* [SOURCE DOCUMENT]:
# Highest you've ever jumped?



## northwesten (Apr 28, 2012)

The Highest I have ever jumped was many years ago when I was in College and that was 5'5. Now that because the horse looked after me as I was at the limit of my experience.. Jumped it twice and after that couple of years later started competing at average 4'5.. Now well I haven't been jumping for 5 years so I guess 3 or 3'5 with confidence.


----------



## LostDragonflyWings (Feb 1, 2012)

Before my 16 yr old TB was injured and retired, we got up to a little over 3'. Now I have a 3 year old that won't be jumping for a while, but I hope to (and plan to, permitting he is able/comfortable with it) go higher. My goal is at least 4'.


----------



## Allison Finch (Oct 21, 2009)

The highest I can PROVE by photo is close to 6'










However, I have gone close to 7.


----------



## pinkbrushboots (Dec 27, 2012)

The highest I have ever jumped was 4' on my 12.3 Welsh/ Quarter pony! It was awesome


----------



## princecharming (Dec 2, 2011)

3'9 on my pony!


----------



## Fulford15 (Oct 17, 2012)

4'6 on a PMU rescue my friend & I rehabilitated and trained, he's an amazing jumper! The highest I have shown is 3'9


----------



## Ripplewind (Mar 22, 2012)

3'6", but my horse could jump 4' with his previous owner, and he has enough potential to go even higher.

I've only shown to 2'6", though. Only because that was the highest any of the classes went for the Association. I will be showing around three feet this spring, though. I look forward to it!


----------



## Almond Joy (Dec 4, 2011)

A 1ft crossrail :/ Oh well, its fun for me, eventually I'll go higher!!!


----------



## toosexy4myspotz (Oct 7, 2007)

Allison Finch said:


> The highest I can PROVE by photo is close to 6'
> 
> 
> 
> ...


I think this is just crazy!!!! I dont jump unless there is a log or ditch in my way and certainly not that high. LoL I think some of the pictures you have jumping are amazing.


----------



## BlooBabe (Jul 7, 2012)

The highest I've ever jumped is 5. I'm hesitant to go much higher because the idea of going over a jump that's as tall as me or level with my horse's back is a little terrifying. In his heyday my horse used to jump 5 ft fences but the most I've ever asked him to do is 2-2.6. We have done 3.6 but it was a downed tree and it was completely unexpected. He took it like a pro, I thought I was going to have a heart attack.


----------



## verona1016 (Jul 3, 2011)

I've been preparing my horse (on the ground) for jumping for the last month and a half and finally had our first jumping lesson last night. He had never jumped under saddle, and I hadn't jumped in 3 or 4 years, and only tiny jumps back then. Here's the combination we accomplished (under saddle!) by the end of the lesson:








I'm so ridiculously proud of him


----------



## Ninjarider (Jan 12, 2013)

3'5  it isnt especially high but i was very proud of myself and my pony, more my pony he did all the hard work i just set him up, he could've gone higher but i thought i'd end it on a good note and call it a day


----------



## DuffyDuck (Sep 27, 2011)

* [DATA EXTRACT]:

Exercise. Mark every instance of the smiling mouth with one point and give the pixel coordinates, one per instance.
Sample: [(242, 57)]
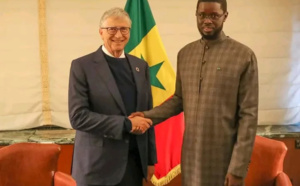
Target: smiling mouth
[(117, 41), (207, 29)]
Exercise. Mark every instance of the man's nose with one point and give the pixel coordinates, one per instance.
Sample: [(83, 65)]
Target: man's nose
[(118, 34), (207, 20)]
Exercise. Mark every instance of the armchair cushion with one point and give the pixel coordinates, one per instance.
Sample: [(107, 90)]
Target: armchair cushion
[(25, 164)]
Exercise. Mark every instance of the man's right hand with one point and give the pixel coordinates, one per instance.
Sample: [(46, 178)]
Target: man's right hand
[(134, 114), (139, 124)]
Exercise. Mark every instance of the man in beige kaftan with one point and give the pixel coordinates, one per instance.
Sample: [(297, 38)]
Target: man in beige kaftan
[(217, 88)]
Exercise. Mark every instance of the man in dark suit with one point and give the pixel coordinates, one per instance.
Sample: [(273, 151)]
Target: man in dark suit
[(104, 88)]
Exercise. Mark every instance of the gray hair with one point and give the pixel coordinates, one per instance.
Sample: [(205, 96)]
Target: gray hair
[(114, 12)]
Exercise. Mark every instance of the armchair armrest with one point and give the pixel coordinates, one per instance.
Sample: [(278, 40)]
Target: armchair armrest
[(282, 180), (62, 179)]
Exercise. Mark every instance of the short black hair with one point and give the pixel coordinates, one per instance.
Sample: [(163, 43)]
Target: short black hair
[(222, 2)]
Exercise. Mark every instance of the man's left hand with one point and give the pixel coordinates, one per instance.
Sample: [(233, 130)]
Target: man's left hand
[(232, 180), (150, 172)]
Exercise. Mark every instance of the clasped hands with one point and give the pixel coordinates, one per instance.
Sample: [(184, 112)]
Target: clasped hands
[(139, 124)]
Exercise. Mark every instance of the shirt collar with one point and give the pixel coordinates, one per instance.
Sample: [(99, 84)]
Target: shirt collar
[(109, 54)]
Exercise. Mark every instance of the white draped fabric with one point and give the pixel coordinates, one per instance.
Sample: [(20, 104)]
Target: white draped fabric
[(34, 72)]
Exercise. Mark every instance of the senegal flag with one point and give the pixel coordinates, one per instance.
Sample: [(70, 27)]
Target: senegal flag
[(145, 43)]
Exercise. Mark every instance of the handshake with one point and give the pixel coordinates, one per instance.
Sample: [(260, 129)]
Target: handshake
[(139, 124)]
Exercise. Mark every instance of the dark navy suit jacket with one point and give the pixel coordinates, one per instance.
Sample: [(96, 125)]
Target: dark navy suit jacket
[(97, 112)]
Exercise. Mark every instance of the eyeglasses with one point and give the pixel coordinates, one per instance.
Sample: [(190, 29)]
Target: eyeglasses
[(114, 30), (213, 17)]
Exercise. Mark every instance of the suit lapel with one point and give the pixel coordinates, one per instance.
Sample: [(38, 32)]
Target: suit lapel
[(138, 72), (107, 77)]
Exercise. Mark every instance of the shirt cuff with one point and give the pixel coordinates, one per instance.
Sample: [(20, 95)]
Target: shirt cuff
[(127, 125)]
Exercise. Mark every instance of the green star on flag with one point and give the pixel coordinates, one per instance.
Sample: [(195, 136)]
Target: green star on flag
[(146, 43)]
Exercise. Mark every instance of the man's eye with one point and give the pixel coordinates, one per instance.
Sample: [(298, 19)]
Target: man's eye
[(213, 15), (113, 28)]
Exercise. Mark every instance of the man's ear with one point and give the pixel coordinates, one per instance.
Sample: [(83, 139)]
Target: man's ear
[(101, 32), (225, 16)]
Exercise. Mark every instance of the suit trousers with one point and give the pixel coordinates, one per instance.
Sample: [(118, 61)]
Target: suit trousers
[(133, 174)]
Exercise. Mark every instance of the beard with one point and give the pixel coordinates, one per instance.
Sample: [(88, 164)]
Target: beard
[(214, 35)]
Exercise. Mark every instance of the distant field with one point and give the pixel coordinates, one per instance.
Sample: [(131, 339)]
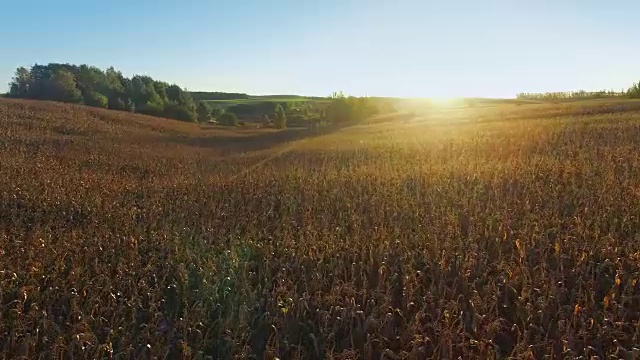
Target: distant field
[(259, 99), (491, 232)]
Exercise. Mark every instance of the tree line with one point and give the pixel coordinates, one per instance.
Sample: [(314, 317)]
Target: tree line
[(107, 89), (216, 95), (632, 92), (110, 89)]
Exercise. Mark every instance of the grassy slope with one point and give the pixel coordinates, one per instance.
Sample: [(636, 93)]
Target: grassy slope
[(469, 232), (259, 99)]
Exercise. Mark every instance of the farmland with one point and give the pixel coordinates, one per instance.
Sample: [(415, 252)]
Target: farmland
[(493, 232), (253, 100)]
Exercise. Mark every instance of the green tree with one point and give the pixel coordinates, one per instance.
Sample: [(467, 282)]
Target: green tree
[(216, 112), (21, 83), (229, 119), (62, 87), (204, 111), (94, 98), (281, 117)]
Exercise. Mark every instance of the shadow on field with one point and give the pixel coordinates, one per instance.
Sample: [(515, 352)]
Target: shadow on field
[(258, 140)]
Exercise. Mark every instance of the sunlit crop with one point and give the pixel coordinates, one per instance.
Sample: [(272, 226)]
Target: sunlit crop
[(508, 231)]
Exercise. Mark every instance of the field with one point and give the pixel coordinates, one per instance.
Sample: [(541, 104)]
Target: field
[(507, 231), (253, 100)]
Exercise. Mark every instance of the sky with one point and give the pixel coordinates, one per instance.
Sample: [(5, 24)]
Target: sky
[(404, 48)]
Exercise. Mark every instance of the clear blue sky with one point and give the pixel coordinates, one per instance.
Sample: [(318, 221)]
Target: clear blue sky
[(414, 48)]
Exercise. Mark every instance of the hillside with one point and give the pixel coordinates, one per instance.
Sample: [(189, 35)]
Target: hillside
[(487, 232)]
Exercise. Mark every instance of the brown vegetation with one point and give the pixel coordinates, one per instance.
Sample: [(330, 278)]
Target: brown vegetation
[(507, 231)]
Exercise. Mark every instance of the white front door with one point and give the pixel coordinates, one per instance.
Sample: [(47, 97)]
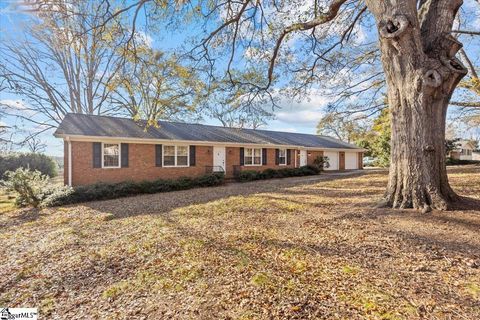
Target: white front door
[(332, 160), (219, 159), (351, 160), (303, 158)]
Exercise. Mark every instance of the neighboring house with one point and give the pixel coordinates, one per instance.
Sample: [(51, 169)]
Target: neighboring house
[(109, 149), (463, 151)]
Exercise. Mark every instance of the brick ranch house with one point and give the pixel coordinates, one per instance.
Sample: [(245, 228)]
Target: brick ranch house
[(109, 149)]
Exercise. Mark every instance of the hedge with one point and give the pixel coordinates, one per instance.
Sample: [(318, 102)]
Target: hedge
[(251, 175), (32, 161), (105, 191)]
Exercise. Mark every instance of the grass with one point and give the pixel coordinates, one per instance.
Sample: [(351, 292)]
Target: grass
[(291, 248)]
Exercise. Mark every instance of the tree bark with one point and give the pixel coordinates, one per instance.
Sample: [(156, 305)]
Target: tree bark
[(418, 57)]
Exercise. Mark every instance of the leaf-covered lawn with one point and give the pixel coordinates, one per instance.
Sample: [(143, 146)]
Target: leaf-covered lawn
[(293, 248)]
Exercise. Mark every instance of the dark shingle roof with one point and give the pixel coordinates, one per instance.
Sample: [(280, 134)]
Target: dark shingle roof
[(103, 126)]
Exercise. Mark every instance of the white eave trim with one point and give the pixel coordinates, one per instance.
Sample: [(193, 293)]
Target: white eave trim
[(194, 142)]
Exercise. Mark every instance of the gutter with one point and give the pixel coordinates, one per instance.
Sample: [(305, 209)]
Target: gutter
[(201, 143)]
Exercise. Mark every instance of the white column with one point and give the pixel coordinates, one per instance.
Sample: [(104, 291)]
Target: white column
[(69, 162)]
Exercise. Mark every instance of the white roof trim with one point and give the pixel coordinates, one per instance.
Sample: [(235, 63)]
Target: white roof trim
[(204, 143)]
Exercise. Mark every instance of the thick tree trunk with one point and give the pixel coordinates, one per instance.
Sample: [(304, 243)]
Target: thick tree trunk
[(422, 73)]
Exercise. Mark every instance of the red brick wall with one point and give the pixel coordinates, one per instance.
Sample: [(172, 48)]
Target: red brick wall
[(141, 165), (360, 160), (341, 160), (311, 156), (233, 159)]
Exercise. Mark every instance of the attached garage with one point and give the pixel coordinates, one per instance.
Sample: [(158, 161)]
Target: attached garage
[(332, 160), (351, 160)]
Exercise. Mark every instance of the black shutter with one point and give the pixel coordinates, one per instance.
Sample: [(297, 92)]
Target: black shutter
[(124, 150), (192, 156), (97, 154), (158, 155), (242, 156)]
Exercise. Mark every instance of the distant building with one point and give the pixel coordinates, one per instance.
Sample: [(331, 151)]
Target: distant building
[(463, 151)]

* [WORK TO DO]:
From the forum thread on jump heights, reproduce the passage from "## Fulford15 (Oct" up to and including "go even higher.".

* [COMPLETE ANSWER]:
## Fulford15 (Oct 17, 2012)

4'6 on a PMU rescue my friend & I rehabilitated and trained, he's an amazing jumper! The highest I have shown is 3'9


----------



## Ripplewind (Mar 22, 2012)

3'6", but my horse could jump 4' with his previous owner, and he has enough potential to go even higher.